--- START DATA SECTION ---

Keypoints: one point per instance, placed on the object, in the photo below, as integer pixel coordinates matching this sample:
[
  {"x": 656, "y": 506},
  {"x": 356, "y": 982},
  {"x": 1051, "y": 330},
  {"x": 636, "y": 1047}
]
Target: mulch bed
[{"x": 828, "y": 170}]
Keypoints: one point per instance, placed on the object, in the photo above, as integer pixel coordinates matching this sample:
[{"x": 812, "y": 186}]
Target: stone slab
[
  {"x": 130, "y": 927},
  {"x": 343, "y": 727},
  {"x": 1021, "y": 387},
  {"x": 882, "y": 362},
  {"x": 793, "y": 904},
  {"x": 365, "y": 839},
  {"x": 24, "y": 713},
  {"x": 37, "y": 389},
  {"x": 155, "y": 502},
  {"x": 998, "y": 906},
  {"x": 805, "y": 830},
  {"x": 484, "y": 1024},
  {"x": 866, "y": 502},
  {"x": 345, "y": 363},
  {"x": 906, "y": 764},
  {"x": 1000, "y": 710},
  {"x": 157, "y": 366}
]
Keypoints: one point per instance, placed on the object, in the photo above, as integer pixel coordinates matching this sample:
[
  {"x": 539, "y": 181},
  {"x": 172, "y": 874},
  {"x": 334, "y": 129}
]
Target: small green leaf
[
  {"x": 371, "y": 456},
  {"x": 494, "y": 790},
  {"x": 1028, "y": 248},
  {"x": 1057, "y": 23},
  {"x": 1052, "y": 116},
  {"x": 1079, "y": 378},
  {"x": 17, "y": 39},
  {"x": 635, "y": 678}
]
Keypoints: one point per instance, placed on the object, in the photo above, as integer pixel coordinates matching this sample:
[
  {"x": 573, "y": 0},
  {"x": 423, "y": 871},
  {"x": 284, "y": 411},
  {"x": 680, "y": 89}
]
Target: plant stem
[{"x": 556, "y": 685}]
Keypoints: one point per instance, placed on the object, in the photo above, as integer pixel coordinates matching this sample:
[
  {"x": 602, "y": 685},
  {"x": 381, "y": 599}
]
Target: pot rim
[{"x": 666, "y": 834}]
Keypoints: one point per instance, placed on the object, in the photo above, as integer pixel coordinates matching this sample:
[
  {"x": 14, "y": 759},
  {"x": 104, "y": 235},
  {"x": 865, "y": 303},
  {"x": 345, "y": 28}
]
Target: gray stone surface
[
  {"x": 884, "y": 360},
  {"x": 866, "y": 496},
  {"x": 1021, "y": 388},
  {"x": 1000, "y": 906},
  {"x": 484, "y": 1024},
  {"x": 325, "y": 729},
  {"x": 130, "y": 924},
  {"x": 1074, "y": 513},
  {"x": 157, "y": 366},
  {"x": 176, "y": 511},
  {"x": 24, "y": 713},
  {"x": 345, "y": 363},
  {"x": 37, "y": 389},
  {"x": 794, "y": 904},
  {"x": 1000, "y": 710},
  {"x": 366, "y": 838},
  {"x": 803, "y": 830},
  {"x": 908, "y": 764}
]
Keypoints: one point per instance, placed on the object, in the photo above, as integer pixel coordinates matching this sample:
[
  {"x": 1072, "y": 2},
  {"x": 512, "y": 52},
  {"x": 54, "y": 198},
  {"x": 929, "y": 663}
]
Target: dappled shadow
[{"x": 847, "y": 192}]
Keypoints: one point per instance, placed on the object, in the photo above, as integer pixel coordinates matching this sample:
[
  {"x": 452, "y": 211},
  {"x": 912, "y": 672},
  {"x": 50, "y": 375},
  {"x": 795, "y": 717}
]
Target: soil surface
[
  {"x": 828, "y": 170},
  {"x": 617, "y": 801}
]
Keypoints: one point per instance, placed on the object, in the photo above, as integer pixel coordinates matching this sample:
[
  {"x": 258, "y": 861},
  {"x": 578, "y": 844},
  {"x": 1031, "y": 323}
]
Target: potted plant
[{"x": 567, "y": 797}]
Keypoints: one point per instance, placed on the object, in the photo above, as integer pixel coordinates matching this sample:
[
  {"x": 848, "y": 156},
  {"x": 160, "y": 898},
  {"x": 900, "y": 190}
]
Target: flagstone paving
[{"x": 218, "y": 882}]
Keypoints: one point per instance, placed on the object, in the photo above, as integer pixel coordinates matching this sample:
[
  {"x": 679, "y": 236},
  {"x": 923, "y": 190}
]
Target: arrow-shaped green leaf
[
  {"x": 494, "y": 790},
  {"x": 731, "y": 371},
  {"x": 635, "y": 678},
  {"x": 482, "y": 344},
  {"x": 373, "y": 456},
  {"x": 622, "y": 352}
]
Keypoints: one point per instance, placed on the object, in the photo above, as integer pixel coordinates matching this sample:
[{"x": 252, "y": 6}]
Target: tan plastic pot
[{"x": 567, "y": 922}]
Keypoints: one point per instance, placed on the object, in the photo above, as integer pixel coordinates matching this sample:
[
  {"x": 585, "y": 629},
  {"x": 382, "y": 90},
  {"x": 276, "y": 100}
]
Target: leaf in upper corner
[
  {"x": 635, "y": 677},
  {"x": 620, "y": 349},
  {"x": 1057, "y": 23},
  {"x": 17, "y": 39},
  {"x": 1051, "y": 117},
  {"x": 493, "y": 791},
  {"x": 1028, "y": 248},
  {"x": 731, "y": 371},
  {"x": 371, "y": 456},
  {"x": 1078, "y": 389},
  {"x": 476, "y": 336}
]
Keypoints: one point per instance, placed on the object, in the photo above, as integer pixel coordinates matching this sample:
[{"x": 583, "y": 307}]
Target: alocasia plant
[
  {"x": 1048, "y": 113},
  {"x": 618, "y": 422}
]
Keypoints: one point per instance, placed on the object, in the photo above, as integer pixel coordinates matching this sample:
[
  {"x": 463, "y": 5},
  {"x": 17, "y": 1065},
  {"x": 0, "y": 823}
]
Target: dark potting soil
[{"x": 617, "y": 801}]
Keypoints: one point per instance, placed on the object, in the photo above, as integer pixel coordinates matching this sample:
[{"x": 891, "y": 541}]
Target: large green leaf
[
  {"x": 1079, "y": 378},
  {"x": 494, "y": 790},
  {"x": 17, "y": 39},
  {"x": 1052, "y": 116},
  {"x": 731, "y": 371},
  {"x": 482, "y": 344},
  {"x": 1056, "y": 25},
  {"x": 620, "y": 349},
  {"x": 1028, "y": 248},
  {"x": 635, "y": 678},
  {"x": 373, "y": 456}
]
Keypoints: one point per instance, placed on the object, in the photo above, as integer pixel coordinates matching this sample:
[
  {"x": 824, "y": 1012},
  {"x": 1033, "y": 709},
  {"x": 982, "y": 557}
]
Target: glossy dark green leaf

--- END DATA SECTION ---

Extract each record, keeping it identical to the original.

Keypoints: one point per instance, placed on the object, in the photo below, as integer pixel coordinates matching this sample:
[
  {"x": 656, "y": 506},
  {"x": 356, "y": 982},
  {"x": 1051, "y": 330},
  {"x": 636, "y": 1047}
]
Target: mulch bed
[{"x": 828, "y": 170}]
Keypoints: one point per instance, placed on the object, in the photo above, as integer pixel coordinates matching this sample:
[{"x": 812, "y": 186}]
Target: stone slab
[
  {"x": 130, "y": 927},
  {"x": 343, "y": 727},
  {"x": 1021, "y": 387},
  {"x": 882, "y": 362},
  {"x": 793, "y": 904},
  {"x": 365, "y": 839},
  {"x": 24, "y": 713},
  {"x": 37, "y": 389},
  {"x": 155, "y": 502},
  {"x": 998, "y": 906},
  {"x": 805, "y": 830},
  {"x": 484, "y": 1024},
  {"x": 866, "y": 502},
  {"x": 345, "y": 363},
  {"x": 906, "y": 764},
  {"x": 1000, "y": 710},
  {"x": 157, "y": 366}
]
Keypoints: one point per instance, placed on the object, in the photo above, as integer pixel coordinates matching this sample:
[
  {"x": 539, "y": 181},
  {"x": 172, "y": 874},
  {"x": 334, "y": 129}
]
Target: small green leaf
[
  {"x": 371, "y": 456},
  {"x": 494, "y": 790},
  {"x": 1028, "y": 248},
  {"x": 1057, "y": 23},
  {"x": 1052, "y": 116},
  {"x": 1079, "y": 378},
  {"x": 17, "y": 39},
  {"x": 635, "y": 678}
]
Keypoints: one point per instance, placed on the object, in the photo above, as integer pixel coordinates matching this sample:
[
  {"x": 573, "y": 0},
  {"x": 423, "y": 871},
  {"x": 284, "y": 411},
  {"x": 680, "y": 89}
]
Target: plant stem
[{"x": 556, "y": 685}]
Keypoints: one point per instance, placed on the object, in the photo above, as integer pixel coordinates matching this sample:
[
  {"x": 602, "y": 685},
  {"x": 381, "y": 599}
]
Target: pot rim
[{"x": 666, "y": 834}]
Keypoints: one point per instance, placed on the object, in the photo above, as integer pixel coordinates matching this sample:
[
  {"x": 14, "y": 759},
  {"x": 104, "y": 235},
  {"x": 865, "y": 303},
  {"x": 345, "y": 28}
]
Target: gray stone surface
[
  {"x": 884, "y": 360},
  {"x": 866, "y": 496},
  {"x": 1021, "y": 388},
  {"x": 1000, "y": 906},
  {"x": 484, "y": 1024},
  {"x": 325, "y": 729},
  {"x": 130, "y": 924},
  {"x": 1074, "y": 513},
  {"x": 157, "y": 366},
  {"x": 176, "y": 511},
  {"x": 24, "y": 713},
  {"x": 345, "y": 363},
  {"x": 37, "y": 389},
  {"x": 794, "y": 904},
  {"x": 1000, "y": 710},
  {"x": 366, "y": 838},
  {"x": 803, "y": 830},
  {"x": 908, "y": 764}
]
Keypoints: one point per instance, placed on the object, in the photo above, as integer pixel coordinates matching this sample:
[
  {"x": 1072, "y": 2},
  {"x": 512, "y": 52},
  {"x": 54, "y": 198},
  {"x": 929, "y": 663}
]
Target: dappled shadow
[{"x": 847, "y": 192}]
Keypoints: one point per instance, placed on the object, in the photo above, as integer pixel coordinates matching this sample:
[
  {"x": 452, "y": 211},
  {"x": 912, "y": 672},
  {"x": 50, "y": 375},
  {"x": 795, "y": 717}
]
Target: soil surface
[
  {"x": 828, "y": 170},
  {"x": 617, "y": 801}
]
Keypoints: one point per instance, placed on the object, in the photo above, as integer pixel coordinates matching this sample:
[
  {"x": 258, "y": 861},
  {"x": 578, "y": 844},
  {"x": 1031, "y": 323}
]
Target: potted plant
[{"x": 567, "y": 797}]
Keypoints: one point per instance, placed on the object, in the photo above, as integer pixel coordinates matching this sample:
[
  {"x": 848, "y": 156},
  {"x": 160, "y": 898},
  {"x": 900, "y": 190}
]
Target: flagstone paving
[{"x": 218, "y": 882}]
Keypoints: one point per instance, placed on the object, in the photo above, as integer pixel coordinates matching this sample:
[
  {"x": 679, "y": 236},
  {"x": 923, "y": 190}
]
Target: arrow-shaped green leaf
[
  {"x": 494, "y": 790},
  {"x": 731, "y": 371},
  {"x": 635, "y": 678},
  {"x": 482, "y": 344},
  {"x": 373, "y": 456},
  {"x": 622, "y": 352}
]
Keypoints: one point per instance, placed on the object, in the photo above, as integer pixel coordinates matching this sample:
[{"x": 252, "y": 6}]
Target: tan plastic pot
[{"x": 567, "y": 922}]
Keypoints: one point per instance, placed on the object, in the photo above, as integer pixel coordinates matching this sample:
[
  {"x": 585, "y": 629},
  {"x": 382, "y": 90},
  {"x": 276, "y": 100}
]
Target: leaf in upper corner
[
  {"x": 635, "y": 677},
  {"x": 620, "y": 349},
  {"x": 1057, "y": 23},
  {"x": 17, "y": 39},
  {"x": 1051, "y": 117},
  {"x": 493, "y": 791},
  {"x": 1028, "y": 248},
  {"x": 731, "y": 371},
  {"x": 371, "y": 456},
  {"x": 1078, "y": 389},
  {"x": 476, "y": 336}
]
Keypoints: one point per instance, placed on the object, in the photo above, as integer pixel coordinates matching this sample:
[{"x": 583, "y": 307}]
Target: alocasia plant
[
  {"x": 1048, "y": 113},
  {"x": 618, "y": 422}
]
Keypoints: one point per instance, placed on the object, in the photo above, as integer pixel coordinates matching this sample:
[
  {"x": 463, "y": 5},
  {"x": 17, "y": 1065},
  {"x": 0, "y": 823}
]
Target: dark potting soil
[{"x": 617, "y": 801}]
Keypoints: one point per instance, placed on the object, in the photo above, as integer pixel coordinates matching this sample:
[{"x": 891, "y": 541}]
Target: large green leaf
[
  {"x": 1079, "y": 378},
  {"x": 494, "y": 790},
  {"x": 17, "y": 39},
  {"x": 1052, "y": 116},
  {"x": 731, "y": 371},
  {"x": 482, "y": 344},
  {"x": 1056, "y": 25},
  {"x": 620, "y": 349},
  {"x": 1028, "y": 248},
  {"x": 635, "y": 678},
  {"x": 373, "y": 456}
]
Keypoints: one point per instance, placed on the object, in the photo above, as integer pixel coordinates matching this sample:
[
  {"x": 824, "y": 1012},
  {"x": 1033, "y": 709},
  {"x": 982, "y": 557}
]
Target: glossy dark green leaf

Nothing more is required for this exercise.